BEGIN

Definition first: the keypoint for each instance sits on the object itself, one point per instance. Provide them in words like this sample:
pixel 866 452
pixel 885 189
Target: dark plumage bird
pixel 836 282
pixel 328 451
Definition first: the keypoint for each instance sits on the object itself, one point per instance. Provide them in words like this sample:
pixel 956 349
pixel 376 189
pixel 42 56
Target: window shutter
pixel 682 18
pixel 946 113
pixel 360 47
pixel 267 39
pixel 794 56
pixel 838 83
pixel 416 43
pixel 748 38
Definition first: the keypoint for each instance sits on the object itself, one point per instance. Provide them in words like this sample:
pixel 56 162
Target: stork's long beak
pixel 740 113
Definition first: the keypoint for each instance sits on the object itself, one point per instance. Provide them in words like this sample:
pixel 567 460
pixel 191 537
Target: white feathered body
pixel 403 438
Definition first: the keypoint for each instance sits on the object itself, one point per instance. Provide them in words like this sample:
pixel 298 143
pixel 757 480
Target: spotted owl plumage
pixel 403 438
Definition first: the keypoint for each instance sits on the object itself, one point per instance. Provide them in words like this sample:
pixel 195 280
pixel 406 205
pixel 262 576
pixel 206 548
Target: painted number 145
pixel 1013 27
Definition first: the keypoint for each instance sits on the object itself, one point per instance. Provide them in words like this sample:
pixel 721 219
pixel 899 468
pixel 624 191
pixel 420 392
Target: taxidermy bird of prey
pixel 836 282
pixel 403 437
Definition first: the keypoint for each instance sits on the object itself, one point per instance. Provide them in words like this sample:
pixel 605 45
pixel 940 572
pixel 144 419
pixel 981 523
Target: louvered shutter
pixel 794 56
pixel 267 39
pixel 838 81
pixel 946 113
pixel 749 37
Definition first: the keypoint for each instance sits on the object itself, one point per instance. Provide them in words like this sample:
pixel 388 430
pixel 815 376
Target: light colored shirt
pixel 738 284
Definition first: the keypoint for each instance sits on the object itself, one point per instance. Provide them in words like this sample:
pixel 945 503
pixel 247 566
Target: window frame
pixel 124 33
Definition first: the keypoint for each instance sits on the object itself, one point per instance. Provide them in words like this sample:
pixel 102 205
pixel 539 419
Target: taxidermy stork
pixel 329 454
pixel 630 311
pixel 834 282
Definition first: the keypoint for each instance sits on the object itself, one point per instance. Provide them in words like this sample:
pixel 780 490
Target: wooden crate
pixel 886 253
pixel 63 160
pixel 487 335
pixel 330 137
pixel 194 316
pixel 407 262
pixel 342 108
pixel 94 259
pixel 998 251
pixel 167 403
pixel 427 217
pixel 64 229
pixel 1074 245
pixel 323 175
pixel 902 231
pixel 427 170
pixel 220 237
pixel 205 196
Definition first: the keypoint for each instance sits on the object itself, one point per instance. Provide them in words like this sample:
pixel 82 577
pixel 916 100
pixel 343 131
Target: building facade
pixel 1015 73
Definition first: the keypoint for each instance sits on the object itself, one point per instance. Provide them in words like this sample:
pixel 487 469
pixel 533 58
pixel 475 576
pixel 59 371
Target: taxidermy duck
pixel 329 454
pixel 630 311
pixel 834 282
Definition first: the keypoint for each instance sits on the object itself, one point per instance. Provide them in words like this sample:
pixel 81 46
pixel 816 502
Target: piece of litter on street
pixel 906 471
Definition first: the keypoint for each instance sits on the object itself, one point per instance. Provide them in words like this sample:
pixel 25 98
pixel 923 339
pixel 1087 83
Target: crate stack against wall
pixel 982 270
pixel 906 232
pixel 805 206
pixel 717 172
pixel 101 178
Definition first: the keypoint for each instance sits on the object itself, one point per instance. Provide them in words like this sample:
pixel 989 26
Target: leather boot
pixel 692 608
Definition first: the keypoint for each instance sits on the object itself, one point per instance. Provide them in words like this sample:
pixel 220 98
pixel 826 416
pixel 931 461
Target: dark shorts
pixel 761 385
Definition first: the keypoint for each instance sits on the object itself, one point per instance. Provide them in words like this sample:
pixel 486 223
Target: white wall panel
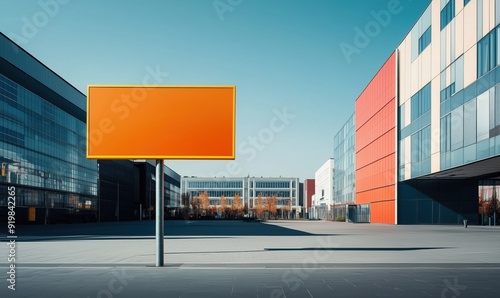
pixel 470 66
pixel 469 28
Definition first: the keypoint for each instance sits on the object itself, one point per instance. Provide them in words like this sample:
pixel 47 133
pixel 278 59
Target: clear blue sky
pixel 280 54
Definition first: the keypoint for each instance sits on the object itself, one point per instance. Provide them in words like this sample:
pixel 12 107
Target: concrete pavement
pixel 247 259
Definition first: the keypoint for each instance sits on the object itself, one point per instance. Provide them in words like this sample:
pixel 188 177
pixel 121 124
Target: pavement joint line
pixel 277 266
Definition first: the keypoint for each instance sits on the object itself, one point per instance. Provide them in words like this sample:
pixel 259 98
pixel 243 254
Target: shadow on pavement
pixel 356 248
pixel 129 230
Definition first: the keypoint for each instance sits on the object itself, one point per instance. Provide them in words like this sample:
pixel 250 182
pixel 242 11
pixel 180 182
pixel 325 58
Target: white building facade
pixel 323 197
pixel 249 188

END

## Instructions to follow
Return the lines above exactly; the images are not part of the copy.

## Output
Definition first: the keypoint for each instance sits on the object itself, one point per instance. Provide them in words like this sample:
pixel 866 452
pixel 885 189
Target: dark plumage bird
pixel 836 282
pixel 328 451
Definition first: the keypoint for each instance sits on the object itself, one point per instance. Provide them in words like this sample:
pixel 956 349
pixel 376 189
pixel 42 56
Target: window shutter
pixel 682 18
pixel 946 113
pixel 360 47
pixel 267 39
pixel 794 56
pixel 838 83
pixel 416 43
pixel 748 38
Definition first: the keypoint for each instance sits on the object itself, one point per instance. Provide them in words like this sample:
pixel 56 162
Target: stork's long beak
pixel 740 113
Definition first: the keypoint for each instance sits on the object itself, one point per instance. Provide them in words like this sample:
pixel 567 460
pixel 191 537
Target: white feathered body
pixel 403 438
Definition first: the keypoint for each instance sits on the object itself, one point per instance. Provide them in words like this sample:
pixel 298 143
pixel 757 480
Target: spotted owl plumage
pixel 403 438
Definition first: the keypoint for each instance sits on the object itself, one point per instance. Provide them in words like this sample:
pixel 195 280
pixel 406 205
pixel 262 576
pixel 206 548
Target: painted number 145
pixel 1013 27
Definition first: the keypoint for each instance sits on the object itself, one point per instance. Provide them in words like this sample:
pixel 721 219
pixel 899 468
pixel 624 191
pixel 420 392
Target: taxidermy bird of prey
pixel 836 282
pixel 403 437
Definition first: the keypoint for each instance sits on the object itself, one point per instance. Provide them in words like this sample:
pixel 605 45
pixel 940 572
pixel 144 419
pixel 981 523
Target: louvered shutter
pixel 794 56
pixel 267 39
pixel 838 81
pixel 946 113
pixel 749 37
Definition first: the keypoint for each instance sits on the object itself, one point per instance. Provide them in words like this sample:
pixel 388 430
pixel 815 376
Target: light colored shirt
pixel 738 284
Definition first: the keypoint for each instance sits on the object itself, one point per instance. Provide them in words like this sample:
pixel 945 503
pixel 247 566
Target: window frame
pixel 124 33
Definition first: the keypoint for each instance sits on the object itself, one point per instance. Provide them in words like this sample:
pixel 102 205
pixel 539 419
Target: taxidermy stork
pixel 329 454
pixel 630 311
pixel 834 282
Definition first: the keypoint for each instance sits on the object itself, one point per instance. Provide them in words like this sample:
pixel 780 490
Target: wooden crate
pixel 886 253
pixel 63 160
pixel 487 335
pixel 330 137
pixel 194 316
pixel 407 262
pixel 342 108
pixel 94 259
pixel 998 251
pixel 167 403
pixel 427 217
pixel 64 229
pixel 1074 245
pixel 323 175
pixel 902 231
pixel 427 170
pixel 220 237
pixel 205 196
Definition first: the keypoint for each instance sits on the object itself, one point per instance. Provide them in words like this sample:
pixel 82 577
pixel 916 100
pixel 343 131
Target: building facade
pixel 1015 73
Definition first: the keypoint for each instance sits on the object itself, one point per instance. Provide them in words like this sample:
pixel 487 469
pixel 533 58
pixel 475 576
pixel 59 371
Target: taxidermy duck
pixel 329 454
pixel 630 311
pixel 834 282
Definition first: the keypoint for each instance sits on the object itself, one point per instance. Provide them in words like this sample:
pixel 81 46
pixel 816 502
Target: piece of litter on street
pixel 906 471
Definition first: the keypoint for each instance sits on the object itself, one point per instance. Provide them in words like this sample:
pixel 25 98
pixel 923 339
pixel 1087 83
Target: crate stack against wall
pixel 982 270
pixel 906 232
pixel 805 206
pixel 717 172
pixel 101 178
Definition first: the keypoint for each instance sits on the object itself, one point per instance. Provide them in words like this sample:
pixel 989 26
Target: leather boot
pixel 692 608
Definition first: the keypoint for each instance sits on the object itself, one point per instance. Provide them in words like this sample:
pixel 220 98
pixel 826 416
pixel 931 461
Target: dark shorts
pixel 761 385
Definition first: the keypoint for each instance sits on the object itself, one point per instance. Provide them in words like this sample:
pixel 486 223
Target: white wall panel
pixel 470 66
pixel 469 28
Definition first: the keypoint for each instance sits on the object itself, one point per instance. Provide them in words like this sample:
pixel 47 133
pixel 278 59
Target: clear blue sky
pixel 280 54
Definition first: the keypoint for each instance sits on the object itself, one point per instance. Provide them in words like this sample:
pixel 12 107
Target: concrete pavement
pixel 247 259
Definition first: the keypoint for each instance sits on the object itself, one point per instance. Provide them in words like this sample:
pixel 188 177
pixel 121 124
Target: pavement joint line
pixel 277 266
Definition first: the keypoint for each instance sits on the object itself, one point per instance. Provide them in words like this sample:
pixel 259 98
pixel 243 254
Target: shadow on pavement
pixel 356 248
pixel 129 230
Definition first: the keypoint for each instance sits on the object itself, one point per instance. Provide them in words like this sample:
pixel 250 182
pixel 242 11
pixel 180 182
pixel 325 58
Target: white building facade
pixel 323 197
pixel 249 188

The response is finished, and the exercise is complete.